▶ _EXERCISE AIM_:
Entries follow. Return each line that contains the word "orange".

-- EXTRACTED INFORMATION follows --

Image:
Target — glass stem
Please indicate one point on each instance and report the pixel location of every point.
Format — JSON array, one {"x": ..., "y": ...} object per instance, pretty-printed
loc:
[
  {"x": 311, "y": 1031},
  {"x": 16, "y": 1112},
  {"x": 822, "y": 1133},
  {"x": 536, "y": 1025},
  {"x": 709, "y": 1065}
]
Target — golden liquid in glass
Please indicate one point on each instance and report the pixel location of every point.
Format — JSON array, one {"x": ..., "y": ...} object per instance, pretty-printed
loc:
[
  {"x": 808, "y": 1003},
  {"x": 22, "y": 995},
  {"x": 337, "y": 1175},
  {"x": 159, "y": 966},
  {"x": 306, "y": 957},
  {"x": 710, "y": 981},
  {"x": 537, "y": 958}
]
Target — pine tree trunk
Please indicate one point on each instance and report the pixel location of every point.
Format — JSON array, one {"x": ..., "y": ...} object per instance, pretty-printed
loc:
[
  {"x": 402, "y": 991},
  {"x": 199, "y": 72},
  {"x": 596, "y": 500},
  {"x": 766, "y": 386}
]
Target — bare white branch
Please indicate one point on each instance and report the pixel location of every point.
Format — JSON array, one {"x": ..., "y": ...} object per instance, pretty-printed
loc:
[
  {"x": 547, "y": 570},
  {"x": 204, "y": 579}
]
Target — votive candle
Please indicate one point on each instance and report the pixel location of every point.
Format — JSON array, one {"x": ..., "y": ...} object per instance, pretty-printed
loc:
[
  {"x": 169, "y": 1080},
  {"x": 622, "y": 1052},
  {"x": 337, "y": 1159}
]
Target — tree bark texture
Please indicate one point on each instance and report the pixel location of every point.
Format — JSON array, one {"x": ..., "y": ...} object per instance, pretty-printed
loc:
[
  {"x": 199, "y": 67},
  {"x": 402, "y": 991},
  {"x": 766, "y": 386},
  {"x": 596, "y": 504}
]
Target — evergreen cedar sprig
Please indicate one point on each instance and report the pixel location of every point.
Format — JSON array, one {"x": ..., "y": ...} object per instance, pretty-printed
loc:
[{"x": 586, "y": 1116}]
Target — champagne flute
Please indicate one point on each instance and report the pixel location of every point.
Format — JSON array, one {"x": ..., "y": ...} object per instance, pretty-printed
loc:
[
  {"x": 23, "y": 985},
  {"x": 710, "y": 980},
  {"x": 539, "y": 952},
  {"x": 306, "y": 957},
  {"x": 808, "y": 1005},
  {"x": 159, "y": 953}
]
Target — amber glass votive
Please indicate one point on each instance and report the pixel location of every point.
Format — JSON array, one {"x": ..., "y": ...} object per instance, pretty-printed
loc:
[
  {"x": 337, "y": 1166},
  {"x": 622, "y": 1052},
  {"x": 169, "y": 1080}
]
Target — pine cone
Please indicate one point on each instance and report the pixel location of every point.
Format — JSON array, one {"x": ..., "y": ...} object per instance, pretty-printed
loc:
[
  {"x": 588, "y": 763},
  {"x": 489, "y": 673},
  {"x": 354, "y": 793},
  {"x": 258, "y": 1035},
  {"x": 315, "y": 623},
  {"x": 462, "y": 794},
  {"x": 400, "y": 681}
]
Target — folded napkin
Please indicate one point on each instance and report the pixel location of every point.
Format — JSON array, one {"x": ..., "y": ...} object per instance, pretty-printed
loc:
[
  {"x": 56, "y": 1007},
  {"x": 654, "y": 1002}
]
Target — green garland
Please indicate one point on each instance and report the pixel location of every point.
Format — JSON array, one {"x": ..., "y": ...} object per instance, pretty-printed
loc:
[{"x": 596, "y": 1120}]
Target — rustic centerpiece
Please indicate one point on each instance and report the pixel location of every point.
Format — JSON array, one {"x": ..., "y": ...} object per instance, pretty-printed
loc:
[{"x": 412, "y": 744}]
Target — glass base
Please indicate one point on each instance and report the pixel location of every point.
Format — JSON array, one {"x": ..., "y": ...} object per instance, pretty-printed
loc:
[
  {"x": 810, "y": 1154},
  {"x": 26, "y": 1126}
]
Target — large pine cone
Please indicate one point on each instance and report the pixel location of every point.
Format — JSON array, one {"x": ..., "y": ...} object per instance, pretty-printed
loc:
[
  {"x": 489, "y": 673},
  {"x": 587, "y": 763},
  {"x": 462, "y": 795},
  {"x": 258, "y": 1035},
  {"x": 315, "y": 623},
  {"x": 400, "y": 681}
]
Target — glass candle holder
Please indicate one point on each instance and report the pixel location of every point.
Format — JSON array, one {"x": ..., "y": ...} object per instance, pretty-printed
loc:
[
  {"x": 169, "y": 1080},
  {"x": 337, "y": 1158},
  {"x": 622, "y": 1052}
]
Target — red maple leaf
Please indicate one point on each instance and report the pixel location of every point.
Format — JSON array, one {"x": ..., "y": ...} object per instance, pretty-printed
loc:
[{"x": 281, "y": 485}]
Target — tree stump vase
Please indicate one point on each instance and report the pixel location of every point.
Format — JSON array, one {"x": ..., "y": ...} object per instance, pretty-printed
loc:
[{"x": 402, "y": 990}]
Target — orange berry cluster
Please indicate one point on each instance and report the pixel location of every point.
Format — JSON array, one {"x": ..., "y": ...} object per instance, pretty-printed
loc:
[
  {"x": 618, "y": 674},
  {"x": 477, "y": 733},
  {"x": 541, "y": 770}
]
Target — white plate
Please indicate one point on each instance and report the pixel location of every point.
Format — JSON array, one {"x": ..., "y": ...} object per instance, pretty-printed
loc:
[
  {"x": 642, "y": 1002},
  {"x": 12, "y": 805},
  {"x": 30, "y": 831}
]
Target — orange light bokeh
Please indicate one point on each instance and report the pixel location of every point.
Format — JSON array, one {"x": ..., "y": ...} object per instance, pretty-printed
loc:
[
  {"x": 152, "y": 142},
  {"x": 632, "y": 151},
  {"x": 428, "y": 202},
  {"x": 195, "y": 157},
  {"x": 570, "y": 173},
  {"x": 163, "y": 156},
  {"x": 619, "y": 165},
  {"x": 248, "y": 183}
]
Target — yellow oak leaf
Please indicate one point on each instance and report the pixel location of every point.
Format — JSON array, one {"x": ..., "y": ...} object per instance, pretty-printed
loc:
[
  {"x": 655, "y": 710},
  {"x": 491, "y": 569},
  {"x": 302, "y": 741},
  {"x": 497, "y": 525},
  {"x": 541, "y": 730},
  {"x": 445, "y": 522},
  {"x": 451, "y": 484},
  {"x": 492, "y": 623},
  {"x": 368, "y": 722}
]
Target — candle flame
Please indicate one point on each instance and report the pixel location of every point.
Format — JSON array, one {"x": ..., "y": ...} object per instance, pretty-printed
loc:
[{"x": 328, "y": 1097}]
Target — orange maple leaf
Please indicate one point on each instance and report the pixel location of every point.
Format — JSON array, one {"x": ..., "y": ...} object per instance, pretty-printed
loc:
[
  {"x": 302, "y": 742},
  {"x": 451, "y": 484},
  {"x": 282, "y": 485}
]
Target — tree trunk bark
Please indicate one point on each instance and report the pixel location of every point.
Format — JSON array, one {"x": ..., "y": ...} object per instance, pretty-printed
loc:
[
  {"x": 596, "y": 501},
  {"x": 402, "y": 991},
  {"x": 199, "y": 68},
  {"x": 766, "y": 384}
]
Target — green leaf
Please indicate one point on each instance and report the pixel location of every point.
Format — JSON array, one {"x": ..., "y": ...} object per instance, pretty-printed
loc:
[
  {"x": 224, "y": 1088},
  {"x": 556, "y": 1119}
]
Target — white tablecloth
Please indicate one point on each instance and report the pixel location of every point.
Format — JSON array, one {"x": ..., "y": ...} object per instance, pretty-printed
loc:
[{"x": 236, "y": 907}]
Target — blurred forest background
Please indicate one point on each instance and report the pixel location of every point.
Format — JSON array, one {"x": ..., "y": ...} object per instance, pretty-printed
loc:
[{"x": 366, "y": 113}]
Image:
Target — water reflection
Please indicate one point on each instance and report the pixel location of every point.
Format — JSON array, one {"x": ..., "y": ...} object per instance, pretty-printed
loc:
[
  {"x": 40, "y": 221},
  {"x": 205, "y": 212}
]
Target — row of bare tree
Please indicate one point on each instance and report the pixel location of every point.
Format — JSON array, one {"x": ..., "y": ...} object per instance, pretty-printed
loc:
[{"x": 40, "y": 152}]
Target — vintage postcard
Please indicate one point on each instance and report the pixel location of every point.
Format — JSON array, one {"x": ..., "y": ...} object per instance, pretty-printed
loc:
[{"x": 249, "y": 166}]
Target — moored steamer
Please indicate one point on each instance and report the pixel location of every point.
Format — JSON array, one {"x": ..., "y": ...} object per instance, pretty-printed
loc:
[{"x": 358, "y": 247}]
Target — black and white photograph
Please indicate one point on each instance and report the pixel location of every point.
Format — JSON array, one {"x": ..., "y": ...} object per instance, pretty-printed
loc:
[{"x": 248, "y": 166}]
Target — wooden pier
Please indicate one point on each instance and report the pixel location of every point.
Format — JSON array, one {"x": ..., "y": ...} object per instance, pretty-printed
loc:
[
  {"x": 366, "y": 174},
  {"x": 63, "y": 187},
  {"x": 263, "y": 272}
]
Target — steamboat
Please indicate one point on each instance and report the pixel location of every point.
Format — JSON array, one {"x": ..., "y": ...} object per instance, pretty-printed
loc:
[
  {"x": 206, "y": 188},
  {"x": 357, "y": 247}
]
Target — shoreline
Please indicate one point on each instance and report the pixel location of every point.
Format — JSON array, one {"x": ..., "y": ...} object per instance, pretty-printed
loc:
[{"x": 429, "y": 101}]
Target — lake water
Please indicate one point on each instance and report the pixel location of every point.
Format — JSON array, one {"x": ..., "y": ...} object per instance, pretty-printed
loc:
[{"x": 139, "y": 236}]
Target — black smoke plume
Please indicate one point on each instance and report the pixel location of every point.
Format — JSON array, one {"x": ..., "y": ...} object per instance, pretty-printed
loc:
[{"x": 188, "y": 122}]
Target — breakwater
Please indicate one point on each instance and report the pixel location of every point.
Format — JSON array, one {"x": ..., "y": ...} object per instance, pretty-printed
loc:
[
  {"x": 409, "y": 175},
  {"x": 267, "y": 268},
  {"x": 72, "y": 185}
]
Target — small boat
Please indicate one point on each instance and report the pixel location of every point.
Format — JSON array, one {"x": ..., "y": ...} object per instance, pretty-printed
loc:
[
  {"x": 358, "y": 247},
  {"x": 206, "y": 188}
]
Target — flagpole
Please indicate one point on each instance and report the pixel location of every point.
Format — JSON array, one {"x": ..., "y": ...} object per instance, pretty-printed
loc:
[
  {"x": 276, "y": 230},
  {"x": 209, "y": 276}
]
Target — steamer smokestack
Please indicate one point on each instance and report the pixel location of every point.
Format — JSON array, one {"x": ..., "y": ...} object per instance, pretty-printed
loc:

-- EXTRACTED INFORMATION concluded --

▶ _FINAL ANSWER_:
Target — orange berry cluster
Target — orange light bokeh
Target — orange maple leaf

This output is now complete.